- **Saved entries**:
◆ ◆ ◆ ◆ ◆
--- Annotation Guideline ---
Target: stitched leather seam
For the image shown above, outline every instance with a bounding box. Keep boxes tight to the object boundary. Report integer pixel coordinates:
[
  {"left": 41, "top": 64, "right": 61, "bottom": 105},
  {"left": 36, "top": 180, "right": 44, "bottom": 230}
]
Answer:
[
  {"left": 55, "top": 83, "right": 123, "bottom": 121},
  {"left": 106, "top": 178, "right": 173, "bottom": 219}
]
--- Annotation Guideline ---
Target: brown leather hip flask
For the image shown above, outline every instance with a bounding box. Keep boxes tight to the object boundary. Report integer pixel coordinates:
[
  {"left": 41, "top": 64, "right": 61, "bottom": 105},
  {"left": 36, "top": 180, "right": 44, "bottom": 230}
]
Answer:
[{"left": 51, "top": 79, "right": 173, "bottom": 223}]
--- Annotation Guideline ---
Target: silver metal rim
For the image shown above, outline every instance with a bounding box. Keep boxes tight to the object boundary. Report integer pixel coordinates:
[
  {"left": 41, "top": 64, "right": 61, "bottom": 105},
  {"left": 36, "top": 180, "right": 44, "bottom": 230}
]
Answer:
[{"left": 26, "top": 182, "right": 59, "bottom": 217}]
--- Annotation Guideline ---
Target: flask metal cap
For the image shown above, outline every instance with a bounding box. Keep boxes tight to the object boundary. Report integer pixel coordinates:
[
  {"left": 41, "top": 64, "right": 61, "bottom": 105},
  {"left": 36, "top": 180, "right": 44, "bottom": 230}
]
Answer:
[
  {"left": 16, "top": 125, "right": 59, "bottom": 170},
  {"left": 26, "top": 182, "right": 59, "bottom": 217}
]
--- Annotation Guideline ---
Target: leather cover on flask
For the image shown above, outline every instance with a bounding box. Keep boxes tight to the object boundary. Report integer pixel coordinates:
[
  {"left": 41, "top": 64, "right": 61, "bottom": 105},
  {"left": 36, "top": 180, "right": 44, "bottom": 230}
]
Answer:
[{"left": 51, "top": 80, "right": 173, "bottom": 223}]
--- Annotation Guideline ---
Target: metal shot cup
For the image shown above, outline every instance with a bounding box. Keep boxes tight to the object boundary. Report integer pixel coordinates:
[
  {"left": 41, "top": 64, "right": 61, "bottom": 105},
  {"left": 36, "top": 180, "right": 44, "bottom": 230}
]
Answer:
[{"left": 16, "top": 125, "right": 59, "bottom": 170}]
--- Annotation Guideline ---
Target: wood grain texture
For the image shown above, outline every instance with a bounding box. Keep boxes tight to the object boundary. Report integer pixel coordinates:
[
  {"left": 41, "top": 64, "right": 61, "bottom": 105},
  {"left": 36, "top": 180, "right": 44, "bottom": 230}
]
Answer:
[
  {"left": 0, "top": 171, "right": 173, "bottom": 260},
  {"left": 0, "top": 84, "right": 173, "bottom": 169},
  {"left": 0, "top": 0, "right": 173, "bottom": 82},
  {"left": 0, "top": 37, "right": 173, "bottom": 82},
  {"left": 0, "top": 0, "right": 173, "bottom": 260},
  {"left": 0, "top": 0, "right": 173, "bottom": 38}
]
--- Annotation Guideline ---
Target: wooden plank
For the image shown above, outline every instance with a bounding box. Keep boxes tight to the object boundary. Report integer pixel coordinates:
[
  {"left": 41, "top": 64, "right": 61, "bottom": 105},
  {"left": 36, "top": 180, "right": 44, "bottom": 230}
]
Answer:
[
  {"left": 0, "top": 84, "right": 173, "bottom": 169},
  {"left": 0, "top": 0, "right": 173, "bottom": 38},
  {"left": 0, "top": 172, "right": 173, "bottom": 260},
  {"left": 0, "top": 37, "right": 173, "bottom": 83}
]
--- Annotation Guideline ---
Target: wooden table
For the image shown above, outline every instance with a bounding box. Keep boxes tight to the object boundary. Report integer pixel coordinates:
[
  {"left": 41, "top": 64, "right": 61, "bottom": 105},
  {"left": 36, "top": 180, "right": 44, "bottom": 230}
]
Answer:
◆ ◆ ◆ ◆ ◆
- **STATED EXERCISE**: Repeat every entry exactly as written above.

- **ANSWER TO THIS EXERCISE**:
--- Annotation Guideline ---
Target: stitched leather seam
For the image shown above, outline every instance with a bounding box. Keep boxes tight to the object boundary. Report integer pixel coordinates:
[
  {"left": 41, "top": 64, "right": 61, "bottom": 105},
  {"left": 36, "top": 180, "right": 44, "bottom": 230}
]
Answer:
[
  {"left": 55, "top": 83, "right": 123, "bottom": 121},
  {"left": 106, "top": 178, "right": 173, "bottom": 219}
]
--- Annotation Guideline ---
Target: brown leather hip flask
For the image shown above, outline every instance with a bounding box. Keep boxes tight to the object boundary. Report integer pixel coordinates:
[
  {"left": 41, "top": 64, "right": 61, "bottom": 105},
  {"left": 36, "top": 180, "right": 44, "bottom": 230}
]
Answer:
[{"left": 51, "top": 79, "right": 173, "bottom": 223}]
--- Annotation Guideline ---
Target: silver metal rim
For the image shown above, outline every instance with a bounding box. Keep boxes tight to the object boundary. Report integer pixel coordinates:
[
  {"left": 41, "top": 64, "right": 61, "bottom": 105},
  {"left": 36, "top": 180, "right": 44, "bottom": 230}
]
Answer:
[{"left": 26, "top": 182, "right": 59, "bottom": 217}]
--- Annotation Guideline ---
Target: flask metal cap
For the image shown above, outline every instance with a bounding box. Keep boxes tight to the object boundary. Report integer pixel coordinates:
[
  {"left": 41, "top": 64, "right": 61, "bottom": 105},
  {"left": 36, "top": 180, "right": 44, "bottom": 230}
]
Answer:
[
  {"left": 16, "top": 125, "right": 59, "bottom": 170},
  {"left": 26, "top": 182, "right": 59, "bottom": 217}
]
--- Annotation Guideline ---
Target: leather cover on flask
For the image shown above, outline every instance with a bounding box. Keep boxes tight to the object boundary. Report integer pixel coordinates:
[
  {"left": 41, "top": 64, "right": 61, "bottom": 105},
  {"left": 36, "top": 180, "right": 44, "bottom": 230}
]
Answer:
[{"left": 51, "top": 80, "right": 173, "bottom": 223}]
--- Annotation Guideline ---
Target: metal shot cup
For the image shown above, outline every instance with a bounding box. Keep boxes tight to the object boundary. Report integer pixel coordinates:
[
  {"left": 41, "top": 64, "right": 61, "bottom": 105},
  {"left": 36, "top": 180, "right": 44, "bottom": 230}
]
Answer:
[{"left": 16, "top": 125, "right": 59, "bottom": 170}]
--- Annotation Guideline ---
Target: wood grain texture
For the image shown above, outline every instance with a bounding box. Keep boxes tight to the object boundary. Report integer pixel coordinates:
[
  {"left": 41, "top": 64, "right": 61, "bottom": 105},
  {"left": 36, "top": 180, "right": 44, "bottom": 230}
]
Answer:
[
  {"left": 0, "top": 171, "right": 173, "bottom": 260},
  {"left": 0, "top": 84, "right": 173, "bottom": 169},
  {"left": 0, "top": 0, "right": 173, "bottom": 82},
  {"left": 0, "top": 37, "right": 173, "bottom": 82},
  {"left": 0, "top": 0, "right": 173, "bottom": 260},
  {"left": 0, "top": 0, "right": 173, "bottom": 38}
]
--- Annotation Guideline ---
Target: wooden plank
For the image shown above, outline every instance with a bounding box. Keep boxes tight to the object boundary. Report integer pixel coordinates:
[
  {"left": 41, "top": 64, "right": 61, "bottom": 105},
  {"left": 36, "top": 180, "right": 44, "bottom": 230}
]
Answer:
[
  {"left": 0, "top": 84, "right": 173, "bottom": 169},
  {"left": 0, "top": 0, "right": 173, "bottom": 38},
  {"left": 0, "top": 172, "right": 173, "bottom": 260},
  {"left": 0, "top": 37, "right": 173, "bottom": 83}
]
--- Annotation Guideline ---
Target: wooden table
For the image shown above, outline every instance with a bounding box. Keep boxes tight to the object boundary. Report integer pixel coordinates:
[
  {"left": 41, "top": 64, "right": 61, "bottom": 105},
  {"left": 36, "top": 180, "right": 44, "bottom": 230}
]
Answer:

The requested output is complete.